Text excerpt:

This article originally appeared in the August 2001 issue of Welcome Home. 

Article Copyright 2001 Marybeth Donahue Connelly.  Reproduction or dissemination of this work -- or any part of it -- is expressly forbidden without the written consent of the author.


Planning Ahead

by Marybeth Donahue Connelly

This article is part of a series profiling families who responded to our Affordability Survey. This series is designed to examine some of the strategies employed by parents who want to spend generous amounts of time with their children.

Common wisdom holds that parents who voluntarily give up an income are “sacrificing” certain things.Jeanne and Jeff Borer of Everett, Washington, married during college in 1982. Starting with nothing but textbooks and hand-me-down furniture, together they have built their lives around their family. Today they are the parents of Sara (twelve), Aidan (ten) and Marisa (seven). “We don’t perceive our lives and our decisions in terms of loss or sacrifice,” says Jeanne. “We have been thoughtful and deliberate in our decisions. We have worked hard and had some good fortune.”

If you had asked Jeanne and Jeff Borer fifteen years ago to look into a crystal ball to see their future, they might have missed the details of Jeff’s flexible work schedule, the daily family dinners or the activities their children enjoy, but they would have accurately predicted that no matter the details, Jeanne would always be at home with their children.

Entries:
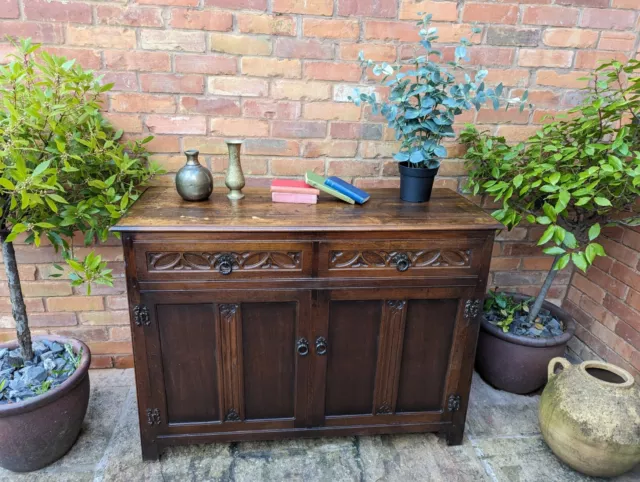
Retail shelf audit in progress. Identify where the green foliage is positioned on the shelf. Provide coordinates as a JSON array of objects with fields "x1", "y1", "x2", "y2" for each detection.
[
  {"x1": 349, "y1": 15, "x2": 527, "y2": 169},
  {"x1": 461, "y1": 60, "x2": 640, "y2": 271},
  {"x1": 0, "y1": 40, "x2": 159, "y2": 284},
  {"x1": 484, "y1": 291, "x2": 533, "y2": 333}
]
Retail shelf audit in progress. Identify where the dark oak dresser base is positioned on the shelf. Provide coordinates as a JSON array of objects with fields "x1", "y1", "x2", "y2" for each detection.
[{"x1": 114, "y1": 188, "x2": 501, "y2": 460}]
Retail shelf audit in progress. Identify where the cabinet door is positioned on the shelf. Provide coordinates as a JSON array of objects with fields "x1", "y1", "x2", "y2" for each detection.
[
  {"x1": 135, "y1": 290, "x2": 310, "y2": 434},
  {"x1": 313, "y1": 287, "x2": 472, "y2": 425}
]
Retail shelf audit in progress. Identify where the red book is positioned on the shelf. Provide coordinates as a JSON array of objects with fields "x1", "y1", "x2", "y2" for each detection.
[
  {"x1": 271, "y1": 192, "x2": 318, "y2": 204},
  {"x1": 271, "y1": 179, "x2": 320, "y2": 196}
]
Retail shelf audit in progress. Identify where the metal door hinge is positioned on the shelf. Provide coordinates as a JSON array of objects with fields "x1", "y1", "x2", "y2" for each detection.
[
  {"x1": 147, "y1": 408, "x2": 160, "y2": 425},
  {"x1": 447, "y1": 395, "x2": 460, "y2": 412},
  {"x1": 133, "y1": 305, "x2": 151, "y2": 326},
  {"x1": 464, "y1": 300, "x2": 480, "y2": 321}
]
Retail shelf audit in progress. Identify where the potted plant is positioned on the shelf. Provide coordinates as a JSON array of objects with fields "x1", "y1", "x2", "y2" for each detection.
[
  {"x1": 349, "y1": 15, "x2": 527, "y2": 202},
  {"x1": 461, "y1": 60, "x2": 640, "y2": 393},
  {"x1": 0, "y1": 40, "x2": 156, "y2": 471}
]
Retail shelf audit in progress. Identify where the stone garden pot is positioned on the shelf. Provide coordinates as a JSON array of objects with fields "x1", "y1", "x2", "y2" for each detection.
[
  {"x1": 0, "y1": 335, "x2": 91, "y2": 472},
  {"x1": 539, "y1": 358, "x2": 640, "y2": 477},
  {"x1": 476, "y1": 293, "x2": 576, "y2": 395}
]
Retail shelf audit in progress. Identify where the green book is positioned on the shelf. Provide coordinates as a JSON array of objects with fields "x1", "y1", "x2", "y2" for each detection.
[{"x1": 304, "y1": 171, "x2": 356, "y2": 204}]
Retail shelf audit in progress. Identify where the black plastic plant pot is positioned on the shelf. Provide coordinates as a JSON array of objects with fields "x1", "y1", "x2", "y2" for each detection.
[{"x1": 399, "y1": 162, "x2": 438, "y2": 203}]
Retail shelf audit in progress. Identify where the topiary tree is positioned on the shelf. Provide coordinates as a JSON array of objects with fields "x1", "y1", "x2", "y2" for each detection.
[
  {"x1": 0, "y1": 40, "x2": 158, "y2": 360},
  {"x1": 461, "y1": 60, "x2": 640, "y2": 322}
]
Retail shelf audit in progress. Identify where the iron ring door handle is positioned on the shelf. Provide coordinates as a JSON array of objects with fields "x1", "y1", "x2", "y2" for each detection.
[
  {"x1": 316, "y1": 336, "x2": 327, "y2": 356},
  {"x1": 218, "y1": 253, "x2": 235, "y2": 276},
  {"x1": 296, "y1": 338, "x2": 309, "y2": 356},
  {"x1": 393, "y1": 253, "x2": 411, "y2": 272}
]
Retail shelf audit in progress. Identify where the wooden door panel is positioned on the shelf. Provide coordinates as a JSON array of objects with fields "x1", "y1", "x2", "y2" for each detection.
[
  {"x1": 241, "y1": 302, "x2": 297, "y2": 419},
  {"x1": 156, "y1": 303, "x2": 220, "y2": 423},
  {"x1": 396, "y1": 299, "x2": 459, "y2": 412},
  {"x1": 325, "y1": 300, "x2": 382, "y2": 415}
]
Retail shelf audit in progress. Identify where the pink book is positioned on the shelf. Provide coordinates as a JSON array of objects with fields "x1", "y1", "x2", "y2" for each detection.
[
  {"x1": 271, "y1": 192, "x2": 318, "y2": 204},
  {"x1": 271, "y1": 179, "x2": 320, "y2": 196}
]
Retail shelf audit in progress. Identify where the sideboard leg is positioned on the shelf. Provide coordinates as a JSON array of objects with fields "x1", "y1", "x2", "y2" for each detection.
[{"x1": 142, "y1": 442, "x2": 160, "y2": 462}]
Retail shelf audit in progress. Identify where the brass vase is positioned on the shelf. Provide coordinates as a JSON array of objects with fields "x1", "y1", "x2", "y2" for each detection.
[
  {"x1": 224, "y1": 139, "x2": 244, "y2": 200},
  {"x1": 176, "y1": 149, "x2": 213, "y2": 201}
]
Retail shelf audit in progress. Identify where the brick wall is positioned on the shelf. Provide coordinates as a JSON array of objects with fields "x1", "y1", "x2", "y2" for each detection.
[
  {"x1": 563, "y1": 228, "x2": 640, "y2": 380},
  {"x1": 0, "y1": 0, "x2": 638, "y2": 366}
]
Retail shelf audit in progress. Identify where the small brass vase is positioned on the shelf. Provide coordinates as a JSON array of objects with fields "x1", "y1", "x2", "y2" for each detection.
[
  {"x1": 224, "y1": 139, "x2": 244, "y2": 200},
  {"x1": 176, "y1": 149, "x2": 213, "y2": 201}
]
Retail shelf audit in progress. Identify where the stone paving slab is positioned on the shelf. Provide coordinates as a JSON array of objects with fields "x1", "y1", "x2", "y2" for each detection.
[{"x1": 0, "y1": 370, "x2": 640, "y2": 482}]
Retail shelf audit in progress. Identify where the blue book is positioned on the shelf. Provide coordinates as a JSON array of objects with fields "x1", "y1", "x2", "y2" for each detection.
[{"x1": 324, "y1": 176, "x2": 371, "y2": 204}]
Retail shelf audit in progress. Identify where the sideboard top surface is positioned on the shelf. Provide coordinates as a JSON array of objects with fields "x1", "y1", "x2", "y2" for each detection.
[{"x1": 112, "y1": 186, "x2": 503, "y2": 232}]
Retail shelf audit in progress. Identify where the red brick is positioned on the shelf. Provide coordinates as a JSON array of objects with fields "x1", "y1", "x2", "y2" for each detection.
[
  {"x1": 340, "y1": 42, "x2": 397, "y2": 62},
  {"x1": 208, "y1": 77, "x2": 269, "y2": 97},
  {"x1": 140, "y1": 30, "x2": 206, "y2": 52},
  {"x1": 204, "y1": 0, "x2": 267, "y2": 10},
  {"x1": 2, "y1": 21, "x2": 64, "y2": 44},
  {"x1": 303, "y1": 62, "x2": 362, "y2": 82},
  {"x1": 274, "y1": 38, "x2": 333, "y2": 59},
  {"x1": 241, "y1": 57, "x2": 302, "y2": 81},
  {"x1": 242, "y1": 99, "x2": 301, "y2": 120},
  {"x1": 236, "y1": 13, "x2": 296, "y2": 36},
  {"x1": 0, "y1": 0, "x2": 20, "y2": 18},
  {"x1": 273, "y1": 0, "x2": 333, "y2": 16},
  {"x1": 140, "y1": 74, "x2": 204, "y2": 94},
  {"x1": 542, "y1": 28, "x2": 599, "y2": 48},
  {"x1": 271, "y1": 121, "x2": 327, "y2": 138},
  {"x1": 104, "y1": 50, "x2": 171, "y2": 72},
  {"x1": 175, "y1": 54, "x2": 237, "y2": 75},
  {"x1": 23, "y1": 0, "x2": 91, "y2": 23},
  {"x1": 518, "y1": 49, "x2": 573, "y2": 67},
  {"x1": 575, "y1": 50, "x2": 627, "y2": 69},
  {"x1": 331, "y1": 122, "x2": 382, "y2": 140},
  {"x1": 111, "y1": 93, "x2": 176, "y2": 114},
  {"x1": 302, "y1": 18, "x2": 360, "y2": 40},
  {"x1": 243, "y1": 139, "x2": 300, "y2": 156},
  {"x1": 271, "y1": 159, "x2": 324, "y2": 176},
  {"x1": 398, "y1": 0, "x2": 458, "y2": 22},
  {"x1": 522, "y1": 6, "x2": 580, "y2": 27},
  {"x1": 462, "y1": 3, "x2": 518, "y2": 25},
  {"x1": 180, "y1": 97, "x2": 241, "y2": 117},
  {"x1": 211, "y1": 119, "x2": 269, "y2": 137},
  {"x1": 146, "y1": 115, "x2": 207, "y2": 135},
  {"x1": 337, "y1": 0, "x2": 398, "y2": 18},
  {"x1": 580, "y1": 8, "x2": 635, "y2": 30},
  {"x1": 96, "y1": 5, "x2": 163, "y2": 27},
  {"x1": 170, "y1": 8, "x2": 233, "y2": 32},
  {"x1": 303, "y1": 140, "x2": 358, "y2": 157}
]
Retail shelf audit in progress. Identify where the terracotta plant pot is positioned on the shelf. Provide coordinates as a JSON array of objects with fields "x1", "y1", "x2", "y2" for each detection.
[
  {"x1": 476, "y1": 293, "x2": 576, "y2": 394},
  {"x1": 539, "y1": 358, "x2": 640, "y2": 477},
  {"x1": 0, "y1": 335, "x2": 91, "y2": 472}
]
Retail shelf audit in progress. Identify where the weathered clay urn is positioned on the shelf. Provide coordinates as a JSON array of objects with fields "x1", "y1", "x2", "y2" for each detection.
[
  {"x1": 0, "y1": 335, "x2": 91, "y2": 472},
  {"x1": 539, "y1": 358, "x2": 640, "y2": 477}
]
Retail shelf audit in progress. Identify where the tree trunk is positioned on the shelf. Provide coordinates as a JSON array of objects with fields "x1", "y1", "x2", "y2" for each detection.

Given task 1:
Answer these questions about the article on the Borer family:
(a) In which issue of which publication did the article first appear?
(b) In what year did Jeanne and Jeff Borer marry, and at what point in their lives?
(c) How old is Marisa?
Given task 2: Write the next part of the article on the Borer family, starting after its final sentence.

Right answer 1:
(a) The August 2001 issue of Welcome Home.
(b) 1982, during college.
(c) Seven.

Right answer 2:
Heeding wise advice from their own parents, they planned from the start to live on one income. Even during the years when both spouses were working, they lived on Jeff’s income and used Jeanne’s salary for one-time purchases, such as furniture, and to pay off their car loan early. When their first daughter, Sara, was born, they didn’t have to scale down their expenses because they had planned carefully and hadn’t fallen into the trap of needing every penny they earned to pay the bills.

Jeanne and Jeff have always considered the income that came into their family as belonging to both of them, no matter who earned it. Jeanne attributes part of this attitude to their start with nothing, but she says that it is also a “mind-set.” They were both raised in families with at-home mothers whose contribution to the family was valued by the whole family.

Growing up in a rural community gave Jeanne a practical view of family responsibility. She never had the feeling that an at-home parent was not working because on the farm everyone worked--even the kids. As a suburban wife and mother, she finds it a challenge to instill that same sense of contribution in their children. Through chores like walking the dog, taking out the trash, setting the table and cleaning the fish tank, she and Jeff want their children to learn that all work contributes to the overall well-being of the family.

Over the years Jeff’s salary has steadily increased, as have the requirements of his job as an engineer at Boeing. Lately he’s been traveling more often to Asia. Another intangible benefit of having a parent at home is that the other is able to pursue a more demanding career.

Thanks to careful planning, budgeting and keeping a tight reign on unnecessary expenses, the Borer’s financial situation is sound. They have discovered by trial and error the importance of planning their finances with a budget and sticking to it. When they follow their budget, their finances remain stable. When they ignore it, money has disappeared into all sorts of black holes.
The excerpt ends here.